In the listing that follows, the range to quote begins at the line that has "Return one point per instance of the dense" and ends after the line that has "Return one point per instance of the rocky ground, each"; quote it verbatim and add nothing.

[DATA SHOWN — start]

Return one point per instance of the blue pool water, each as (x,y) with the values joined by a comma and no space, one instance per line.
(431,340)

[DATA SHOWN — finish]
[DATA SHOWN — start]

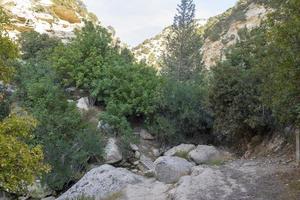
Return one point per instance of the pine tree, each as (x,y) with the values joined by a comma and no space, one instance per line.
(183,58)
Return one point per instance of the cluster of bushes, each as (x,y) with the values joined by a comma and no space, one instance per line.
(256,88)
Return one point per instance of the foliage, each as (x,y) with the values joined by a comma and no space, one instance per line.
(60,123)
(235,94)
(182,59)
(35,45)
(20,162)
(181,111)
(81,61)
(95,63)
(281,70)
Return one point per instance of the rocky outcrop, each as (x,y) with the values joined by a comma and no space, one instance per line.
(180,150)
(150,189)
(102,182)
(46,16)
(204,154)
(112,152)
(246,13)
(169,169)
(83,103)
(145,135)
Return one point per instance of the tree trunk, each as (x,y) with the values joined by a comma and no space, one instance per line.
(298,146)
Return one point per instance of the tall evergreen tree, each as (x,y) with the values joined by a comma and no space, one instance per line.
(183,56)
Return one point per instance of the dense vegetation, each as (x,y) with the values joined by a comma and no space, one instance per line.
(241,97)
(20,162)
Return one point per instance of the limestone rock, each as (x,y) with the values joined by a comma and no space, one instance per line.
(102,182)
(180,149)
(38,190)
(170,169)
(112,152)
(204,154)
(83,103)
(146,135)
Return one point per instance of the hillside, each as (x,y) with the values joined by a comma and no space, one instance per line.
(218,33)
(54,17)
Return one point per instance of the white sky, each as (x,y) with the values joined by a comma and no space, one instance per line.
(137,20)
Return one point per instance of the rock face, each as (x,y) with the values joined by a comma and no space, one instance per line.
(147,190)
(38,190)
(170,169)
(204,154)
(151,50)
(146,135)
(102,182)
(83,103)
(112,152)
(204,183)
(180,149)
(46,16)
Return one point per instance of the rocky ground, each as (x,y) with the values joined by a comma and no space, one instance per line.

[DATA SHOWN — finish]

• _FINISHED TASK_:
Return one point per instance of the dense vegetation, each as (x,y) with the values joined by a comma and no space, one instance per line.
(241,97)
(20,162)
Return one point per instance of the limestone rock, each as (x,y) with the values joined by a comma and no space, one instance per line.
(102,182)
(180,149)
(38,190)
(170,169)
(112,152)
(204,154)
(83,103)
(146,135)
Return one point per instance of the hillside, each as (x,y) with the values joined by a comma and no space, one instance per line.
(218,33)
(54,17)
Return one point per instance of the white sky, each as (x,y) with the values joined by a comma and no space, one instance per line.
(137,20)
Return one point per instance of the rock face, each as (x,y) with the values joined by a comma and no space, one instance per line.
(147,190)
(38,190)
(170,169)
(204,154)
(151,50)
(146,135)
(102,182)
(83,103)
(112,152)
(204,183)
(180,149)
(46,16)
Return one point per instance of the rocky ground, each as (x,y) with the values joined by a comma and no space, one instance per line.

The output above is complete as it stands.